§ **Article**:
---+---

Nothing
# This replication script includes all demonstration codes and simulation codes
# for manuscript `geeVerse: Ultra-high Dimensional Heterogeneous Data Analysis
# with Generalized Estimating Equations` submitted to the Journal of Statistical
# Software.The paper uses 100 replications. The results in the Monte Carlo
# simulation study may be slightly different due to randomness.
# Before you run the script, make sure you have the geeVerse package installed.
# It can be installed from a source package provided or directly from CRAN.
library(geeVerse)
library(tictoc)
tic()
# Section 4.1 -------------------------------------------------------------
## Example 1 Demonstration Script-----------------------------------------
set.seed(2024)
nsub = 100
sim_data = generateData(nsub= nsub, nobs = rep(10, nsub), p = 200,
beta0 = c(rep(1,7),rep(0,193)), rho = 0.6, correlation = "exchangeable")
y = sim_data$y
x = sim_data$X
QPGEE_results = qpgee(x, y, nobs=rep(10, nsub), correlation = "exchangeable",
tau = 0.9, max_it=100, method = "HBIC")
names(QPGEE_results)
compile_result(QPGEE_results, beta0= c(rep(1,7),rep(0,193)), cutoff = 0.1)

---+---

(Position identification records)

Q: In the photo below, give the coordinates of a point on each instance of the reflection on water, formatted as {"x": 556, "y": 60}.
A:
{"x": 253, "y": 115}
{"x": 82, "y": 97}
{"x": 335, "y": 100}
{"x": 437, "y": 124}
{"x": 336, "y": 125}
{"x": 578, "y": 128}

---+---

§ **Tasks and exercises**:
1. Reproduce the geeVerse replication script from "# Before you" up to and including "library(geeVerse)" with no changes.
2. Write out every line of the position identification entries precisely as it appears.
The script and the entries are unrelated to each other.

§ **Responses to the tasks**:
1.
# Before you run the script, make sure you have the geeVerse package installed.
# It can be installed from a source package provided or directly from CRAN.
library(geeVerse)

2.
Q: In the photo below, give the coordinates of a point on each instance of the reflection on water, formatted as {"x": 556, "y": 60}.
A:
{"x": 253, "y": 115}
{"x": 82, "y": 97}
{"x": 335, "y": 100}
{"x": 437, "y": 124}
{"x": 336, "y": 125}
{"x": 578, "y": 128}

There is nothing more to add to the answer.